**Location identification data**
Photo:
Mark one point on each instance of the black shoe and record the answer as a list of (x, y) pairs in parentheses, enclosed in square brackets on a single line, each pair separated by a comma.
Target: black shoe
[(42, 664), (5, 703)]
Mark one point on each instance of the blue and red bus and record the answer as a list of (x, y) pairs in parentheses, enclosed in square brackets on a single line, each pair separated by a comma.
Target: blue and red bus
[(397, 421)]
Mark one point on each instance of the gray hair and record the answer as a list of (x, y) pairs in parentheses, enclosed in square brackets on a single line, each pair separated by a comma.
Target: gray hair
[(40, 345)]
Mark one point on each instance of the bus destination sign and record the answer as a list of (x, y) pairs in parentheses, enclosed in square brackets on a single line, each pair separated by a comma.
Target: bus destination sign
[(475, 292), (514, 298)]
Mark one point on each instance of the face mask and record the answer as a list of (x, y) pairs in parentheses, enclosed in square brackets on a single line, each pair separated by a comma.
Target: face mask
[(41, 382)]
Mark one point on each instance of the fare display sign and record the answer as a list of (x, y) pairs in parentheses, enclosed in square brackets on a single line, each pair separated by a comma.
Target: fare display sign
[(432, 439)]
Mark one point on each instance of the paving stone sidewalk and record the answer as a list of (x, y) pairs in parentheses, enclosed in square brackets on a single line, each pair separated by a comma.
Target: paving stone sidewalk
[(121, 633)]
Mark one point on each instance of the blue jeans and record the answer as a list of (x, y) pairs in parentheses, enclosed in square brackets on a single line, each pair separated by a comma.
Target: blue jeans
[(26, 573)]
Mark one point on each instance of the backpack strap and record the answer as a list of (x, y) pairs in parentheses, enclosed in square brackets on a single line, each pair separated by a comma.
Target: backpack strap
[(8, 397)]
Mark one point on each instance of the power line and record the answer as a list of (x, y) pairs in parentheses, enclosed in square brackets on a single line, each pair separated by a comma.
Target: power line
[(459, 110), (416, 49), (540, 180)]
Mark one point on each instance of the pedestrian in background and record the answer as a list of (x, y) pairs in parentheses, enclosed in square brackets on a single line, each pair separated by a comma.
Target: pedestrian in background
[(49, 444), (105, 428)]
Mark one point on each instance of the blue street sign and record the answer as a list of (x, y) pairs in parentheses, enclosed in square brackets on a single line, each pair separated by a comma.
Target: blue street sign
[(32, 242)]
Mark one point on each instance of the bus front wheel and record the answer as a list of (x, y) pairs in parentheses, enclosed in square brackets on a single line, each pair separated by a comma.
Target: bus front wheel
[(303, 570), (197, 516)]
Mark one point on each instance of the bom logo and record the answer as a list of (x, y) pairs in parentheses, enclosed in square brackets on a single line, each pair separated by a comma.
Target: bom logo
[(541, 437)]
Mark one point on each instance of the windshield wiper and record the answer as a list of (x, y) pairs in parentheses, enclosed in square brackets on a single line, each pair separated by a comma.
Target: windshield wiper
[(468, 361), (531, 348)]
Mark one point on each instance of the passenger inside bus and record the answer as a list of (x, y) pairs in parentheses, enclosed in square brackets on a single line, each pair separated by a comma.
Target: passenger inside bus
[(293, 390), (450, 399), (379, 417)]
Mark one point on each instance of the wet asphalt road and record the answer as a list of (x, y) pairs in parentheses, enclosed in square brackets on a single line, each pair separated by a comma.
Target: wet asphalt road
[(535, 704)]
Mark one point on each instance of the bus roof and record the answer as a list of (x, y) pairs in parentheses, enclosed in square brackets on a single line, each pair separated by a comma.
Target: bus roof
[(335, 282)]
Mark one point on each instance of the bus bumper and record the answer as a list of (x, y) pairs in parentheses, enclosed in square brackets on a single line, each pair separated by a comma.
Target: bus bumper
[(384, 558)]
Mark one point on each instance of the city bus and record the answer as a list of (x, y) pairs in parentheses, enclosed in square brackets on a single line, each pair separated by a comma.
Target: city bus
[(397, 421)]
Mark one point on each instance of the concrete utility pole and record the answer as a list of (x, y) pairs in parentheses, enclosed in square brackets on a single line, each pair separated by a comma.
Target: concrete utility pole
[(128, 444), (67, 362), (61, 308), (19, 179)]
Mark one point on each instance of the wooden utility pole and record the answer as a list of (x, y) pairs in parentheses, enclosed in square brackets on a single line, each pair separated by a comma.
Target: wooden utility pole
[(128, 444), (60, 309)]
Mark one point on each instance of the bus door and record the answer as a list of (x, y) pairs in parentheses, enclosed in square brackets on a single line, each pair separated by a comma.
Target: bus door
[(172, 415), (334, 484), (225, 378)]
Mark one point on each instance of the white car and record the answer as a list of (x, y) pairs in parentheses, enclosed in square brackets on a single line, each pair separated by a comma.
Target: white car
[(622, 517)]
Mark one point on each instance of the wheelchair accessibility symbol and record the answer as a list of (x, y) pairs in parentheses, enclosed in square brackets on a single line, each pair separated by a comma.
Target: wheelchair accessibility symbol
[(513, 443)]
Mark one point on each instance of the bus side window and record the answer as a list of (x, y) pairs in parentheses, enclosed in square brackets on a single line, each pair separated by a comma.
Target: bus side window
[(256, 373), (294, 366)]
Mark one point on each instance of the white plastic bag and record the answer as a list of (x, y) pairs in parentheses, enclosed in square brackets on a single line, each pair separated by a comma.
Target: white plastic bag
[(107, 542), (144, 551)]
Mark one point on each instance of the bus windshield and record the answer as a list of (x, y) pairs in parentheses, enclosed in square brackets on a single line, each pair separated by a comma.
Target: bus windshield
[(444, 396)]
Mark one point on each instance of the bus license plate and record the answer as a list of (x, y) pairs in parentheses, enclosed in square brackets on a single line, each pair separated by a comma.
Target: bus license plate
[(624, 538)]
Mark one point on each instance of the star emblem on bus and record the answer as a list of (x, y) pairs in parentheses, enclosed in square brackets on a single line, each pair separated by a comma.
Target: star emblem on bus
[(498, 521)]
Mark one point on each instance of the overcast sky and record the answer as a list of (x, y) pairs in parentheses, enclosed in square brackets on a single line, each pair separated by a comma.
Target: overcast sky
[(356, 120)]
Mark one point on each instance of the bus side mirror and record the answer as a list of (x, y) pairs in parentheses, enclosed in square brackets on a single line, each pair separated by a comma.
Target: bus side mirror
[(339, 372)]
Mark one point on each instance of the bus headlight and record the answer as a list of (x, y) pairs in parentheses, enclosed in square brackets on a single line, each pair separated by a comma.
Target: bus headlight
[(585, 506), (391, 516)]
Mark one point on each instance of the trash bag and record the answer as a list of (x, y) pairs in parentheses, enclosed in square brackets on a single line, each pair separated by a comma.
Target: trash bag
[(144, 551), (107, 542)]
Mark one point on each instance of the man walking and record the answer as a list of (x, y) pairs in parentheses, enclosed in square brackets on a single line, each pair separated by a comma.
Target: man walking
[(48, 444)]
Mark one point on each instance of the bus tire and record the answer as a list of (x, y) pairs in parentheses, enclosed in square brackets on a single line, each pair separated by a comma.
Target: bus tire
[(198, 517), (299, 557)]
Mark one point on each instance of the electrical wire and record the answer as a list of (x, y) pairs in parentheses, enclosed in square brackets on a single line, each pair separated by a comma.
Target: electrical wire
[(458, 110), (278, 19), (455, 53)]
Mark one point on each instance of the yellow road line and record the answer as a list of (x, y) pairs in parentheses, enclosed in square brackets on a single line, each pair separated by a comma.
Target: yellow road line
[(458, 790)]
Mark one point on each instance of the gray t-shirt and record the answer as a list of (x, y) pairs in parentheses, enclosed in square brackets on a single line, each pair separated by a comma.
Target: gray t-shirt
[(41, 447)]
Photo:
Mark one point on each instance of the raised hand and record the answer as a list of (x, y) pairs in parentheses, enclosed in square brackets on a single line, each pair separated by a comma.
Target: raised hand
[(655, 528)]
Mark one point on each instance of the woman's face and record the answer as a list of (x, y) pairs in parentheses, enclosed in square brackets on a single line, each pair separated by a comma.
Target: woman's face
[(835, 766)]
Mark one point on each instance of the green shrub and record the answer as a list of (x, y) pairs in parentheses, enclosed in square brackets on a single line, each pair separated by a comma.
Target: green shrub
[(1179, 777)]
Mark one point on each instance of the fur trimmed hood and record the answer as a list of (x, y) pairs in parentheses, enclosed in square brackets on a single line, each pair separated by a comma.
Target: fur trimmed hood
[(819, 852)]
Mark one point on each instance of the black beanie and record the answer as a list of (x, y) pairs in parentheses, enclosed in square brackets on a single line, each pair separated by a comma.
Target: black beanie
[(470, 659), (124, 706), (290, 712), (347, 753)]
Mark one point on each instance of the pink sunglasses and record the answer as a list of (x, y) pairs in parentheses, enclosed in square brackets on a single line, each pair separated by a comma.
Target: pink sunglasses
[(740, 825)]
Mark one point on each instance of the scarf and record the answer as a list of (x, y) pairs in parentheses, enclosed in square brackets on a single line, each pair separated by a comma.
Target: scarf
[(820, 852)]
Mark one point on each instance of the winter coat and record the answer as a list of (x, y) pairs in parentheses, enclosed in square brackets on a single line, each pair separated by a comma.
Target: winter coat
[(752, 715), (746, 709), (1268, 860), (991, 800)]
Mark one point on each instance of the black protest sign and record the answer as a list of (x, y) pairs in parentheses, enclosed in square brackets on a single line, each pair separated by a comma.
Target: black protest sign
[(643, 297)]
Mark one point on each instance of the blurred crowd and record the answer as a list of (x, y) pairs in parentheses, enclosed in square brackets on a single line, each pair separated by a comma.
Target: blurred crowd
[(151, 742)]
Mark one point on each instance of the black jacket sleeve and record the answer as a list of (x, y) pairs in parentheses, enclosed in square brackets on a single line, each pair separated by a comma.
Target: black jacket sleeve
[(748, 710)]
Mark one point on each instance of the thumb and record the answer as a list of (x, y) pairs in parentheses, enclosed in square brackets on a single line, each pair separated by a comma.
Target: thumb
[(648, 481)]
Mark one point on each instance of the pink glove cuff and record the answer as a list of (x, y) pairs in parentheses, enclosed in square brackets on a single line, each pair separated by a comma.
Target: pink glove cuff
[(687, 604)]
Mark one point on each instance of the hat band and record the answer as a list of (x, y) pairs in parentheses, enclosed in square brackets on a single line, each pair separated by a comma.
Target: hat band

**GIVEN TASK**
Rewrite the data from the line containing "Mark one point on each instance of the man" down to the line containing "[(458, 110), (278, 19), (455, 53)]" as a two-column CSV with the header row text,answer. Give one row per answer in that span, with each row's text and answer in their own double-quoted fields and any line breaks replaced by spaces.

**REPLY**
text,answer
"Mark one point on each instance of the man walking and record the answer as a list of (x, y) pairs in parentheses, enclosed in square brackets on a single line, each pair separated by a comma. Target: man walking","[(48, 444)]"
"Mark one point on each instance of the bus tire and record the answer as a list of (x, y) pairs in parentheses, enclosed in square brackets on a single line, each pair separated by a comma. Target: bus tire","[(198, 517), (299, 557)]"
"Mark one point on each instance of the electrical wire and record the answer as a list of (x, y) pairs in parentheses, enclosed in square brackets on a single line, each pair separated by a comma. Target: electrical wire","[(458, 110), (278, 19), (455, 53)]"